Exercise directions — Extract every line below, verbatim.

[START OF Extracted data]

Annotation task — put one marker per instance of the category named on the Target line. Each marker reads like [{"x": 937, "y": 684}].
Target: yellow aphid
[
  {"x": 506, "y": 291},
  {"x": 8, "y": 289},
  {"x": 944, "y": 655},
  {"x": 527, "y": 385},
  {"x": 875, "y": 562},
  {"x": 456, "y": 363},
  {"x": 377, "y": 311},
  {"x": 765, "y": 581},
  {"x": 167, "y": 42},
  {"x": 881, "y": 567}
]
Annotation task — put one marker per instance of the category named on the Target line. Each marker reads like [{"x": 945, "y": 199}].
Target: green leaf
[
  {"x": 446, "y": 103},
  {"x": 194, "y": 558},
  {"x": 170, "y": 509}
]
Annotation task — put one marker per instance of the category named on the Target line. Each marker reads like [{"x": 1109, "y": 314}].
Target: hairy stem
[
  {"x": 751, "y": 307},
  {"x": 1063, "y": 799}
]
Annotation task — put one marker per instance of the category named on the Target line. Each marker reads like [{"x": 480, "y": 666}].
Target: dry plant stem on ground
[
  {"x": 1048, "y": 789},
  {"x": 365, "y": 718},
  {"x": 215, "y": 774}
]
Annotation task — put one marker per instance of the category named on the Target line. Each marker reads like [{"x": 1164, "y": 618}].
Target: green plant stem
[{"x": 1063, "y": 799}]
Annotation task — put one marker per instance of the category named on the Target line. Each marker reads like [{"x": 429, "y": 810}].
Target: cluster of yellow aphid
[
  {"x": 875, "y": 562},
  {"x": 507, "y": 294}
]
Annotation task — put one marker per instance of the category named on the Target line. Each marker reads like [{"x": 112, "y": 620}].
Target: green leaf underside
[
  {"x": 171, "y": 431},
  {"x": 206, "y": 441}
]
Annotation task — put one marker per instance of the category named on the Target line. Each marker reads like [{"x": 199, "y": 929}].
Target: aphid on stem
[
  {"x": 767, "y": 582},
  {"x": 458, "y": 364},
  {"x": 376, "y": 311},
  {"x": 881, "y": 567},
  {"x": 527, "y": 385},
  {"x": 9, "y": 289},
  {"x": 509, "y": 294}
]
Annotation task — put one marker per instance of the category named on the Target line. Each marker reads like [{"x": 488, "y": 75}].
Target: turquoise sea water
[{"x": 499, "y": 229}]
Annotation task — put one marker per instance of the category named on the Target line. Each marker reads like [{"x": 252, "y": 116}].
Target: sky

[END OF Extracted data]

Task response —
Annotation task — put one marker per instance of the category named on the Target line. Each marker reads like [{"x": 937, "y": 684}].
Target: yellow aphid
[
  {"x": 506, "y": 291},
  {"x": 8, "y": 289},
  {"x": 944, "y": 655},
  {"x": 527, "y": 385},
  {"x": 875, "y": 562},
  {"x": 456, "y": 363},
  {"x": 377, "y": 311},
  {"x": 765, "y": 581},
  {"x": 167, "y": 42},
  {"x": 881, "y": 567}
]
Annotation task — put one marker per instance of the category named on the Target line. Each marker reads like [{"x": 945, "y": 199}].
Target: green leaf
[
  {"x": 446, "y": 103},
  {"x": 194, "y": 558},
  {"x": 170, "y": 509}
]
Annotation task — put one marker per instance of the category named on the Target line. Each marker reads like [{"x": 1109, "y": 314}].
Target: hairy stem
[
  {"x": 751, "y": 307},
  {"x": 1063, "y": 799}
]
Annotation task — put one marker per instance of the category named on the Target line. Each marker reads like [{"x": 480, "y": 666}].
Target: dry plant stem on ground
[
  {"x": 1048, "y": 789},
  {"x": 365, "y": 718},
  {"x": 215, "y": 774}
]
Annotation task — put one marker per instance of the category named on the Target line. Each marker reads like [{"x": 1164, "y": 618}].
Target: green plant stem
[{"x": 1063, "y": 799}]
Annotation task — put one marker per instance of the category named on the Target line. Each marker reads like [{"x": 429, "y": 810}].
Target: cluster of yellow aphid
[
  {"x": 875, "y": 562},
  {"x": 507, "y": 294}
]
Annotation task — put one marker per instance of the category named on the Target line. Each marker reads like [{"x": 112, "y": 620}].
Target: green leaf underside
[
  {"x": 171, "y": 431},
  {"x": 206, "y": 441}
]
Annotation task — put one marker per instance of the category named on the Target line. Each marker reads like [{"x": 199, "y": 929}].
Target: aphid on stem
[
  {"x": 767, "y": 582},
  {"x": 458, "y": 364},
  {"x": 376, "y": 311},
  {"x": 881, "y": 567},
  {"x": 527, "y": 385},
  {"x": 9, "y": 289},
  {"x": 509, "y": 294}
]
Annotation task — put one marker per instance of the category named on the Target line. Each marker reads like [{"x": 488, "y": 75}].
Target: turquoise sea water
[{"x": 499, "y": 229}]
Annotation task — put one marker per instance of the category named on the Target line. Each marker reads like [{"x": 252, "y": 116}].
Target: sky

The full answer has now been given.